What to work on
Quote word for word every line from the one containing "Exercise. Point out the small" through the final line of the text below, including both ends.

Dataset extract
------------------------------------------------

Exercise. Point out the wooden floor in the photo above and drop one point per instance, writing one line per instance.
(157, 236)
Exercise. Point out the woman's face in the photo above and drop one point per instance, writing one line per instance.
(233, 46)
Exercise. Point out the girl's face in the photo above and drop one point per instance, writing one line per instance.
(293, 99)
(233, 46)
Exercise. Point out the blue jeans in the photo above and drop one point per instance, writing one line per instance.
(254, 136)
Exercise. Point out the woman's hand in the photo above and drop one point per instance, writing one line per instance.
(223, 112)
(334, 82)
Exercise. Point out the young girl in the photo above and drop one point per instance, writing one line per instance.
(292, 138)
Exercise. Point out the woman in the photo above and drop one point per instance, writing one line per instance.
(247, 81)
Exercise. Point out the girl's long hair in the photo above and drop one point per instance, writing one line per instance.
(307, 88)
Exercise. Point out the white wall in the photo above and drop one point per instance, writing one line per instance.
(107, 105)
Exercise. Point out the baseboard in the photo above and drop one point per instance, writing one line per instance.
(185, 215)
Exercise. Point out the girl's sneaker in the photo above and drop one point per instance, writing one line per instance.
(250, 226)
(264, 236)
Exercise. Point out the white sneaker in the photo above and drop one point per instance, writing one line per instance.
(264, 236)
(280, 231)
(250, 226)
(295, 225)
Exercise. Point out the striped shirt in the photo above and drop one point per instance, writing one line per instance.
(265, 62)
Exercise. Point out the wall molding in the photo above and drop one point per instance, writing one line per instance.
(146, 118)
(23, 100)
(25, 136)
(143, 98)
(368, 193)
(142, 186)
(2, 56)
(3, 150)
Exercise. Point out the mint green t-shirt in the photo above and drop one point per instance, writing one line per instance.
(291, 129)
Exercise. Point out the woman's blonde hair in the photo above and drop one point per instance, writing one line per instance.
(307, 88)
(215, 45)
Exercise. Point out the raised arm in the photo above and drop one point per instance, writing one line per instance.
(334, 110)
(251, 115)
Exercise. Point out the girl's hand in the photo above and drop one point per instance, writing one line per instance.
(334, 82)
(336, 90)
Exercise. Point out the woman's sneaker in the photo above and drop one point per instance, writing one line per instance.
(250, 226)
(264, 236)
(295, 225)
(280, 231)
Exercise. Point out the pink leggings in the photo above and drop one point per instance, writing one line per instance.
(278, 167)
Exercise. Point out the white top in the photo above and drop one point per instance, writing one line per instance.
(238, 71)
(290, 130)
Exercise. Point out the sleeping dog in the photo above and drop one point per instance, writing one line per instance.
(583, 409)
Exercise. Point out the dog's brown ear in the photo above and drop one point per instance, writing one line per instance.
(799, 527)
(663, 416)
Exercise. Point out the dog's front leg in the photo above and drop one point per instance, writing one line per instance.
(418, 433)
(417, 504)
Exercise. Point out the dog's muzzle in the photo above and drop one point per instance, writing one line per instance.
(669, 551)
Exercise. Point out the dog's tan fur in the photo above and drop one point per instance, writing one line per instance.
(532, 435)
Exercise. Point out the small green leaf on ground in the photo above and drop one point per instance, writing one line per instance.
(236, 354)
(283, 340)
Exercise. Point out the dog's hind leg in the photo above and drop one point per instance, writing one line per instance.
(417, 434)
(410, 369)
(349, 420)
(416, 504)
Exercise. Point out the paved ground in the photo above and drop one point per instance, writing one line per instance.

------------------------------------------------

Written answer
Exercise. Point out the small green leaf on ground in the photo above and drop one point per instance, writing one line per instance.
(236, 354)
(283, 340)
Exercise. Point out the dog's hind leg in the photo above and drop one point per instance, writing one line per instance.
(417, 434)
(410, 369)
(349, 420)
(416, 504)
Exercise. Point out the paved ground in the photo above and drop one point per instance, writing one line per instance.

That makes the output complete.